Data for the task:

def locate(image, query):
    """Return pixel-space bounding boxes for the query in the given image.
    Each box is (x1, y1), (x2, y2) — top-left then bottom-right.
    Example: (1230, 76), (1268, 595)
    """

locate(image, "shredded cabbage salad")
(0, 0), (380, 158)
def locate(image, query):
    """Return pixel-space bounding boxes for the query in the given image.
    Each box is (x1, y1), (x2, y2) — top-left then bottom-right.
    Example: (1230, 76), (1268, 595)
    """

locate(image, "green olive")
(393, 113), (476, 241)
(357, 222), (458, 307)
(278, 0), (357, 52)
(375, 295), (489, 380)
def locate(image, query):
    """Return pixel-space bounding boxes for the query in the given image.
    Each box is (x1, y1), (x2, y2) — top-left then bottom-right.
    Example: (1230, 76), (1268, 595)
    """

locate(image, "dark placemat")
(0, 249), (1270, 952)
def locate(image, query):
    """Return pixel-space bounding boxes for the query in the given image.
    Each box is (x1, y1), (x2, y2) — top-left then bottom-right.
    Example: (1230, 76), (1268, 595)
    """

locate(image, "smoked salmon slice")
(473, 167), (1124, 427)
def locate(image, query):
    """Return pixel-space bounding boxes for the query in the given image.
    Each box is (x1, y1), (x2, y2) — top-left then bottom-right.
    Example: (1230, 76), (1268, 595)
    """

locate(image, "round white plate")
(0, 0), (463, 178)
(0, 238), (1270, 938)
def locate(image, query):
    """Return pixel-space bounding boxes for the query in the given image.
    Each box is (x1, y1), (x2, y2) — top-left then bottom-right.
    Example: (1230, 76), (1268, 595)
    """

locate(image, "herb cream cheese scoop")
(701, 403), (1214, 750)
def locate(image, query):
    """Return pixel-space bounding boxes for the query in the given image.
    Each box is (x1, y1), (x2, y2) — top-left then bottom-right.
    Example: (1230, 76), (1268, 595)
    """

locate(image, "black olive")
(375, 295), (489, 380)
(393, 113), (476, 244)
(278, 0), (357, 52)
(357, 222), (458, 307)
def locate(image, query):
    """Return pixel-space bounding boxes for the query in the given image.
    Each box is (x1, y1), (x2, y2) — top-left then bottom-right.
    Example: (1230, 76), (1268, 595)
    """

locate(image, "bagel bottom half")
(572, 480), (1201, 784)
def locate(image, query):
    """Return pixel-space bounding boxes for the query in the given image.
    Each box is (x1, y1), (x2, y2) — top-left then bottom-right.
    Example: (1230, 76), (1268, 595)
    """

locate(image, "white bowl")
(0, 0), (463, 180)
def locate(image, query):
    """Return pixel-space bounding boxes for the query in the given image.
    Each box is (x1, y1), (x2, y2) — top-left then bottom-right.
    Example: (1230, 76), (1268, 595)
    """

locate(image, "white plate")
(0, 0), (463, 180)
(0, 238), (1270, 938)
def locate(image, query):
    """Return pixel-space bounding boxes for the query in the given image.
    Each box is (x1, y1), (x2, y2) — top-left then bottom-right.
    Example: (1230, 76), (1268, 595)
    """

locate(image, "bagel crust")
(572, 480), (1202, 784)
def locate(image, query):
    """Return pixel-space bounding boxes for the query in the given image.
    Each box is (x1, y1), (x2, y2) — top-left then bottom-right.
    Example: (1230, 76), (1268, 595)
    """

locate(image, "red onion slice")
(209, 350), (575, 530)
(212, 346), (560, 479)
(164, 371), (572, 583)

Set task: Recast the records, from the first line down to and including the line containing "(0, 249), (1270, 952)", as a JSON list of strings with one string per line and blank lines omitted.

Task response:
[
  "def locate(image, query):",
  "    \"\"\"Return pixel-space bounding boxes for the query in the given image.",
  "    Each box is (x1, y1), (x2, y2) — top-left then bottom-right.",
  "    Example: (1230, 76), (1268, 595)",
  "    \"\"\"",
  "locate(image, \"shredded cabbage salad\")",
  "(0, 0), (380, 158)",
  "def locate(image, query):",
  "    \"\"\"Return pixel-space bounding boxes for the query in the given image.",
  "    Each box is (x1, y1), (x2, y2) — top-left then bottom-right.",
  "    Example: (1230, 76), (1268, 595)",
  "    \"\"\"",
  "locate(image, \"green olive\")",
  "(393, 113), (476, 241)",
  "(357, 222), (458, 307)",
  "(278, 0), (357, 52)",
  "(375, 295), (489, 380)",
  "def locate(image, query):",
  "    \"\"\"Return pixel-space bounding boxes for the query in the given image.",
  "    Each box is (x1, y1), (x2, y2) — top-left then bottom-right.",
  "    Example: (1230, 76), (1268, 595)",
  "    \"\"\"",
  "locate(image, \"dark placemat\")",
  "(0, 249), (1270, 952)"
]